> Your tasks:
a) In the passage on column shifts below, why are three separate cases analyzed? Answer in one to three sentences.
b) According to the passage on column shifts below, which inequality is applied in the first case?
c) Echo the passage on column shifts below from "The first case" up to and including "under minimal shifts.".

> Document segment:
+++

The expected value of this variable is heavily influenced by the shift magnitude of the second column of the pair, which significantly affects, within the lower interval $[\tau_{1}(n,k),\tau_{2}(n,k)]$ , the probabilities $p\left((r+i+d)\bmod t\right)$ , representing the probability that the slipped vector of the shifted column hosts a 1 in its $r$ th position after a shift $i$ , for $0\leq i<t$ and $d=-1,0,1$ . To address this, we analyze three separate cases based on the magnitude of probabilities $p\left((r+i+d)\bmod t\right)$ for all $r$ in the interval $\tau_{1}(n,k)\leq r\leq\tau_{2}(n,k)$ .

The first case handles collisions when the shift of the second column in the pair is minimal, causing all probabilities of the shifted column to be high within the positions of the lower segment. Here, we apply the rearrangement inequality (see Theorem 368 in [13]), which enables a precise estimation of the expected number of collisions for high-probability entries. This technique maximizes the sum of products of corresponding probabilities (i.e., the expected collision count) by aligning the largest probability values in both columns, yielding a tight upper bound on collisions under minimal shifts.

+++

> Supplied entries:

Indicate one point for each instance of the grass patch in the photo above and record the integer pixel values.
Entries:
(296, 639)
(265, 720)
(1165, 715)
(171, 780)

+++

> Solutions by task:
a) The expected value of the variable depends heavily on the shift magnitude of the second column in the pair. That shift significantly affects the probabilities p((r+i+d) mod t) within the lower interval. The cases are therefore separated by the magnitude of these probabilities for all r between τ1(n,k) and τ2(n,k).

b) The rearrangement inequality, Theorem 368 in [13].

c)
The first case handles collisions when the shift of the second column in the pair is minimal, causing all probabilities of the shifted column to be high within the positions of the lower segment. Here, we apply the rearrangement inequality (see Theorem 368 in [13]), which enables a precise estimation of the expected number of collisions for high-probability entries. This technique maximizes the sum of products of corresponding probabilities (i.e., the expected collision count) by aligning the largest probability values in both columns, yielding a tight upper bound on collisions under minimal shifts.